BEGIN Data shown

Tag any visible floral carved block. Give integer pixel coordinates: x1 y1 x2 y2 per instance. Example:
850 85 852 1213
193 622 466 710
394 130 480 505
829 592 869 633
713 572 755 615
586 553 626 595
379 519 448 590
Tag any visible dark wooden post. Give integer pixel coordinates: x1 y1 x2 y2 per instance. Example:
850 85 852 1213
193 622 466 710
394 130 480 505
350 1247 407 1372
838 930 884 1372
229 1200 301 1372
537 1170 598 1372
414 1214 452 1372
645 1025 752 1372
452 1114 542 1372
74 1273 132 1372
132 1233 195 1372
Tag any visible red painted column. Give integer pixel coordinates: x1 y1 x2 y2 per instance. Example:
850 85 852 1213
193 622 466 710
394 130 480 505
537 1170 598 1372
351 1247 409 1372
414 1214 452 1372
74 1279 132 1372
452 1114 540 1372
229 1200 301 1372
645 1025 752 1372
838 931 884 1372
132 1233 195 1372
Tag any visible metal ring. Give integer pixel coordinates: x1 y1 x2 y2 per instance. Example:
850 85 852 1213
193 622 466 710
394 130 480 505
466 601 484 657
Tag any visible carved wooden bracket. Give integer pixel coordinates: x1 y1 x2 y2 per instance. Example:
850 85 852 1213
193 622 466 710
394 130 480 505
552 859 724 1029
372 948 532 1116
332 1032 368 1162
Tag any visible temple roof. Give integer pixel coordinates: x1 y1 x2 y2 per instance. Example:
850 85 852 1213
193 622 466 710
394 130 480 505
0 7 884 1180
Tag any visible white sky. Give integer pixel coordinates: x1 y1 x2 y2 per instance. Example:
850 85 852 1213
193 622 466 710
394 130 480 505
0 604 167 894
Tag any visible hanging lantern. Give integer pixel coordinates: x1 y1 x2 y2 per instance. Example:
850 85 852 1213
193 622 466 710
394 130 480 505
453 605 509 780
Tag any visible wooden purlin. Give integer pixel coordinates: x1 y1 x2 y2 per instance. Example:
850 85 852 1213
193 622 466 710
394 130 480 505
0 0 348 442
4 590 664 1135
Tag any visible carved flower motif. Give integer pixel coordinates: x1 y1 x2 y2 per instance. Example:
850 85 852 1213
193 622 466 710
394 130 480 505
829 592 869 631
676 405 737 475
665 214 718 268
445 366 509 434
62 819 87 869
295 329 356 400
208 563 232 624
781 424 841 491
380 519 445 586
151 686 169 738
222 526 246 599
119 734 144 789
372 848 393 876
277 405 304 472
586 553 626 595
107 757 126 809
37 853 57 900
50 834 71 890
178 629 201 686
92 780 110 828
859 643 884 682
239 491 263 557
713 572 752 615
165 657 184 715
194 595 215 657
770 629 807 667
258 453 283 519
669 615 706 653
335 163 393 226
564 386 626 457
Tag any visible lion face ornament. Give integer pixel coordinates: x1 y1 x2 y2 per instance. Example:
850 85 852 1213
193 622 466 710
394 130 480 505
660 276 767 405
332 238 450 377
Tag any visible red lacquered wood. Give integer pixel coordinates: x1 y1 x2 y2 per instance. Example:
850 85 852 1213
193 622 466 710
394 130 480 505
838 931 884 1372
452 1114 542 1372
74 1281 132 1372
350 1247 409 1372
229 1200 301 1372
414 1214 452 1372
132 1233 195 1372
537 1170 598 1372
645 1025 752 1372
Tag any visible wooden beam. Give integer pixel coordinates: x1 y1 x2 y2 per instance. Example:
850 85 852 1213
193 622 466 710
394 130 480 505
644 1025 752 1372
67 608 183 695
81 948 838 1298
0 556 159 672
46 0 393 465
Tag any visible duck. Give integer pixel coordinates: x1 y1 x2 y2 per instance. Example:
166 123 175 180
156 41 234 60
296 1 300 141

END Data shown

• _Exercise details_: Filter the rows above, keeping every line that contains the word "wooden". Treat uppercase and lowercase as different.

• _Result of the exercise_:
Tag any visible dark wooden post. Give integer pixel coordinates: x1 y1 x2 y2 per instance. Example:
Tag any visible carved wooden bracket. Give integer pixel coordinates: x1 y1 x2 y2 per instance. Example:
Tag any visible wooden purlin. Give integer pixel coordinates: x1 y1 x2 y2 per instance. Example:
Tag any visible wooden beam. Give integer pixel coordinates: x1 y1 x2 y2 per instance. Example:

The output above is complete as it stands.